[练习]
1. 根据下方选文回答：
(a) 学位授予单位是哪所学校？
(b) 并行程序采用了哪种模型？
(c) 论文提交日期是哪一天？
2. 抄写下方选文中从“CLIQUE算法综合了基于密”开始、到“部分是线性的通信时间复杂度。”结束的部分。

[选文]
────

聚类CLIQUE算法及其并行化研究

英文题名：CLIQUE Algorithm and Parallelize
作者：祖峰
论文级别：硕士
学科专业名称：计算机系统结构
中文关键词：数据挖掘 ; 聚类 ; 并行算法 ; 工作站机群
英文关键词：Data mining ; clustering ; parallel algorithm ; NOW
学位年度：2003
导师：熊忠阳
学科代码：081201
学位授予单位：重庆大学
论文提交日期：2003-05-08
答辩委员会主席：廖晓峰

摘要

数据挖掘是帮助人们在海量数据中发现信息和知识的工具。近年来数据挖掘技术成了商业智能的核心技术，被广泛应用到了诸多领域，引起了学术界极大的关注。聚类分析是数据挖掘中的一个重要研究领域，它从数据库中寻找数据间的相似性，从而优化大规模数据库的查询和发现数据中隐含的有用信息或知识。如何进行快速聚类以及如何取得更好的聚类结果成了聚类数据挖掘算法研究的重点和难点。
    CLIQUE算法综合了基于密度和基于网格的聚类方法，它有着速度快的优点。但是由于方法太简化，可能会降低聚类结果的精确性。通过深入的研究和分析，发现由于CLIQUE算法没有考虑到如何利用当前挖掘数据的特性，而是进行一种硬性的网格划分，因此增加了计算复杂程度，而为了降低计算的复杂程度就只能降低聚类结果的精确性。针对上述问题论文引入了自适应的网格划分方法，通过在一维的情况下预先分割区间，然后找出密集分割区间并对分界进行调整来得到密集区间，最后把这些密集区间作为划分网格的依据。这种划分网格的方法很好地利用了当前要挖掘的数据的特性，同时减少了网格的数量以及密集单元候选集的数目，大幅度减少了计算的复杂程度，从而使得在每个子空间进行计算成为了现实，也大大提高了聚类结果的精确性，但算法的时间复杂度仍是指数级的。只是这个指数是维数，使得算法的时间复杂度比起很多聚类算法的仍然简单很多。
    为了进一步提高算法的执行效率，论文还对并行CLIQUE算法进行了研究。选用通过商用网络连接起来的PC机，以及并行虚拟机PVM和分布式操作系统LINUX，共同构成了一个机群系统作为并行计算平台。在并行程序的模型上选用了Master/Slave模型。该并行算法将数据集分配到各个节点机上实现了数据并行，在数据并行的基础上，当生成密集单元候选集以及验证密集单元的时候又采取了任务并行的方法。由于主体是数据并行，因此达到了接近线性的加速比。每个节点计算任务的时间复杂度由两部分构成，一部分是指数级的验证密集单元的时间复杂度，另一部分是线性的通信时间复杂度。
    最后，通过实验验证了并行CLIQUE算法的可行性，从实验中得到的并行算法的加速比与理论分析结果一致。实验表明，并行CLIQUE算法在提高了聚类挖掘结果精确度的同时达到了较高的效率，同时由于算法是基于PVM的机群系统开发的，因此算法的通用性较强。

────

[所给记录]
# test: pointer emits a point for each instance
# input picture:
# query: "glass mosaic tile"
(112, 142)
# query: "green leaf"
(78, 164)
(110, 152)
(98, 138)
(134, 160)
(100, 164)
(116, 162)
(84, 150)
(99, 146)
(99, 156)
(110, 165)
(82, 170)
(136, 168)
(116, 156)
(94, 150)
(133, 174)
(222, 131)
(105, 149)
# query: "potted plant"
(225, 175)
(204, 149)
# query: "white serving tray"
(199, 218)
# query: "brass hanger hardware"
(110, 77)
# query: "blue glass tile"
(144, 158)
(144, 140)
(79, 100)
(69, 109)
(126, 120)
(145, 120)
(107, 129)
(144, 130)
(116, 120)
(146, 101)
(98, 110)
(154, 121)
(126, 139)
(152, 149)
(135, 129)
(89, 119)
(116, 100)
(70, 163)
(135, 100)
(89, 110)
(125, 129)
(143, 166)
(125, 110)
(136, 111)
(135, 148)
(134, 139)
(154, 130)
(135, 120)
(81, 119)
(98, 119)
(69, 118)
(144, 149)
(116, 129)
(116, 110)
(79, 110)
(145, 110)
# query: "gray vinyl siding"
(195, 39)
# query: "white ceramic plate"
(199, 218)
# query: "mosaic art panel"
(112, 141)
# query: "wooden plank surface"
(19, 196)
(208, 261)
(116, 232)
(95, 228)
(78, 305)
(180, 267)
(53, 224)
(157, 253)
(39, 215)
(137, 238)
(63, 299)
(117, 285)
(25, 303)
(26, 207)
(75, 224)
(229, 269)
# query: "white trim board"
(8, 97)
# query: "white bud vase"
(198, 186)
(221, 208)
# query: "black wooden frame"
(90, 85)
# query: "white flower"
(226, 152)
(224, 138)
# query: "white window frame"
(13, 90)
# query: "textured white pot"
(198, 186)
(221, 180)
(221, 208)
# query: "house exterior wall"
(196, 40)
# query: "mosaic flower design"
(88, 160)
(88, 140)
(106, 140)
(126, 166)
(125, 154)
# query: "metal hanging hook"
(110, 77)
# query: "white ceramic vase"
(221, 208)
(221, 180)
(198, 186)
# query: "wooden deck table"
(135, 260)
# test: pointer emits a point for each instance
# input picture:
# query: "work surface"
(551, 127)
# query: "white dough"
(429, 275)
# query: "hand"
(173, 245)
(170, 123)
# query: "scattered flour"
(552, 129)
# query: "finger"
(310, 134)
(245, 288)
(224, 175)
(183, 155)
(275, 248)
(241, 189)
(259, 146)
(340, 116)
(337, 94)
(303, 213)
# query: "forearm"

────

[参考答案]
1.
(a) 重庆大学
(b) Master/Slave模型
(c) 2003-05-08

2.
CLIQUE算法综合了基于密度和基于网格的聚类方法，它有着速度快的优点。但是由于方法太简化，可能会降低聚类结果的精确性。通过深入的研究和分析，发现由于CLIQUE算法没有考虑到如何利用当前挖掘数据的特性，而是进行一种硬性的网格划分，因此增加了计算复杂程度，而为了降低计算的复杂程度就只能降低聚类结果的精确性。针对上述问题论文引入了自适应的网格划分方法，通过在一维的情况下预先分割区间，然后找出密集分割区间并对分界进行调整来得到密集区间，最后把这些密集区间作为划分网格的依据。这种划分网格的方法很好地利用了当前要挖掘的数据的特性，同时减少了网格的数量以及密集单元候选集的数目，大幅度减少了计算的复杂程度，从而使得在每个子空间进行计算成为了现实，也大大提高了聚类结果的精确性，但算法的时间复杂度仍是指数级的。只是这个指数是维数，使得算法的时间复杂度比起很多聚类算法的仍然简单很多。
    为了进一步提高算法的执行效率，论文还对并行CLIQUE算法进行了研究。选用通过商用网络连接起来的PC机，以及并行虚拟机PVM和分布式操作系统LINUX，共同构成了一个机群系统作为并行计算平台。在并行程序的模型上选用了Master/Slave模型。该并行算法将数据集分配到各个节点机上实现了数据并行，在数据并行的基础上，当生成密集单元候选集以及验证密集单元的时候又采取了任务并行的方法。由于主体是数据并行，因此达到了接近线性的加速比。每个节点计算任务的时间复杂度由两部分构成，一部分是指数级的验证密集单元的时间复杂度，另一部分是线性的通信时间复杂度。